TO DO
Every record should be written out exactly, please.

(Dataset rows)
• • • •

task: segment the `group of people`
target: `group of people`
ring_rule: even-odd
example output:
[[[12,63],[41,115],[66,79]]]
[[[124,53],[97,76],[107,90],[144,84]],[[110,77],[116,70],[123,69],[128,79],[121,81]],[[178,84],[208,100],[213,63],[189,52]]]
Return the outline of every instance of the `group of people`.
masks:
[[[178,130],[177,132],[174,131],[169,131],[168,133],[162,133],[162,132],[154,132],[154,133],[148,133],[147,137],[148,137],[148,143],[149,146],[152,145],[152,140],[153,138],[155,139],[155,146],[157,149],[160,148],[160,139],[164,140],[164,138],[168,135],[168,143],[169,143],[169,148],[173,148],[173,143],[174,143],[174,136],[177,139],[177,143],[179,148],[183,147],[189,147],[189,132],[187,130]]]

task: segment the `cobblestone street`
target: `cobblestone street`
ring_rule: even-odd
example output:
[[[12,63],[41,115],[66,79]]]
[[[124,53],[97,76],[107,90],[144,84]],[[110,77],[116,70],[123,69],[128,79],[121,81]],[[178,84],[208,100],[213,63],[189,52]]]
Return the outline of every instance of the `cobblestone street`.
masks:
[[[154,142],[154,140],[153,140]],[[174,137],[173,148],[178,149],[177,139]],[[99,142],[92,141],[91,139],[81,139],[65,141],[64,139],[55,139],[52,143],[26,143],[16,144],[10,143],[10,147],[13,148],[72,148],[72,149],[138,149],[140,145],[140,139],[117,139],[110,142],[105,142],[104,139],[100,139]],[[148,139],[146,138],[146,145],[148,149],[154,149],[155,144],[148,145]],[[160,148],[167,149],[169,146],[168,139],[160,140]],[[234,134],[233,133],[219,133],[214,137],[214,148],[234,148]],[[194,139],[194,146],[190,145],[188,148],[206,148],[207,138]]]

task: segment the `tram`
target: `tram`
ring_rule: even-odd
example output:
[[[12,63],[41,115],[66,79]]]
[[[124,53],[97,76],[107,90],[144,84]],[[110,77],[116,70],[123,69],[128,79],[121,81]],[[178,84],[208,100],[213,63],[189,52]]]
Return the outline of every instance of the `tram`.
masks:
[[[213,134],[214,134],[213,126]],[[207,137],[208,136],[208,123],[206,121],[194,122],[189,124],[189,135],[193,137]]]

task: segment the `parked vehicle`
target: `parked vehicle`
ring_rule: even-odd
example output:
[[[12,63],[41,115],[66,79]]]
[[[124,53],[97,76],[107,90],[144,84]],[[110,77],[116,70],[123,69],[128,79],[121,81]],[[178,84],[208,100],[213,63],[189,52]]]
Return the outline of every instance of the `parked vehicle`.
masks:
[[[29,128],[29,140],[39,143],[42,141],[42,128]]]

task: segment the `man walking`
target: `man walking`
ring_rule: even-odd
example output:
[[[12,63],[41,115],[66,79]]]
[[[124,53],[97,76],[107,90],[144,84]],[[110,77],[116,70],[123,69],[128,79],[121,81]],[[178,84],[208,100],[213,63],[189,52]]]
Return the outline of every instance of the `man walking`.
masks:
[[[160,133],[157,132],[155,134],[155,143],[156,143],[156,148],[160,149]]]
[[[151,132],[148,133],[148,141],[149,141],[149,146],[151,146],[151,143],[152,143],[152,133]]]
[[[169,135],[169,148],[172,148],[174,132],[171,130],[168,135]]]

• • • •

TASK SOLUTION
task: segment the `group of people`
target: `group of people`
ring_rule: even-odd
example output:
[[[12,63],[41,115],[66,79]]]
[[[124,53],[97,76],[107,90],[144,84]],[[110,77],[116,70],[123,69],[128,79],[121,81]],[[178,84],[208,100],[213,63],[189,52]]]
Return the outline of every instance of the `group of people`.
masks:
[[[178,130],[177,132],[174,131],[169,131],[168,133],[162,133],[162,132],[154,132],[154,133],[148,133],[147,137],[148,137],[148,143],[149,146],[152,145],[152,140],[153,138],[155,139],[155,146],[157,149],[160,148],[160,139],[164,140],[164,138],[168,135],[168,143],[169,143],[169,148],[173,148],[173,143],[174,143],[174,136],[177,139],[177,143],[179,148],[183,147],[189,147],[189,132],[187,130]]]

task: segment the `cobblestone street`
target: `cobblestone street`
ring_rule: even-odd
example output:
[[[12,63],[41,115],[66,79]]]
[[[124,53],[97,76],[107,90],[144,84]],[[110,77],[116,70],[123,69],[128,79],[121,81]],[[178,84],[208,100],[213,63],[189,52]]]
Return the outline of every instance of the `cobblestone street`.
masks:
[[[154,142],[154,140],[153,140]],[[174,137],[173,148],[178,149],[177,139]],[[99,142],[92,141],[91,139],[81,139],[65,141],[64,139],[55,139],[52,143],[26,143],[16,144],[10,143],[10,147],[13,148],[72,148],[72,149],[138,149],[140,145],[140,139],[117,139],[110,142],[105,142],[104,139],[100,139]],[[148,139],[146,138],[146,145],[148,149],[154,149],[155,144],[148,145]],[[160,148],[167,149],[169,146],[168,139],[160,140]],[[234,134],[233,133],[219,133],[214,137],[214,148],[234,148]],[[194,139],[194,146],[190,145],[188,148],[206,148],[207,138]]]

task: segment the `tram`
target: `tram`
ring_rule: even-odd
example output:
[[[12,63],[41,115],[66,79]]]
[[[124,53],[97,76],[107,90],[144,84]],[[110,77],[116,70],[123,69],[128,79],[121,81]],[[178,84],[208,100],[213,63],[189,52]]]
Return the outline of every instance of the `tram`.
masks:
[[[213,134],[214,134],[213,126]],[[207,137],[208,136],[208,123],[206,121],[194,122],[189,124],[189,135],[193,137]]]

task: segment the `parked vehicle`
target: `parked vehicle`
ring_rule: even-odd
example output:
[[[12,63],[41,115],[66,79]]]
[[[124,53],[97,76],[107,90],[144,84]],[[110,77],[116,70],[123,69],[128,79],[121,81]],[[178,84],[208,100],[213,63],[189,52]]]
Return the outline of every instance of the `parked vehicle`.
masks:
[[[29,128],[29,140],[39,143],[42,141],[42,128]]]

task: segment the `man walking`
target: `man walking`
ring_rule: even-odd
example output:
[[[12,63],[41,115],[66,79]]]
[[[124,53],[97,76],[107,90],[144,84]],[[110,77],[116,70],[123,69],[128,79],[121,81]],[[178,84],[208,100],[213,63],[189,52]]]
Return the outline of every instance of the `man walking`.
masks:
[[[160,133],[157,132],[155,134],[155,143],[156,143],[156,148],[160,149]]]
[[[151,132],[148,133],[148,141],[149,141],[149,146],[151,146],[151,143],[152,143],[152,133]]]
[[[169,135],[169,148],[172,148],[174,132],[171,130],[168,135]]]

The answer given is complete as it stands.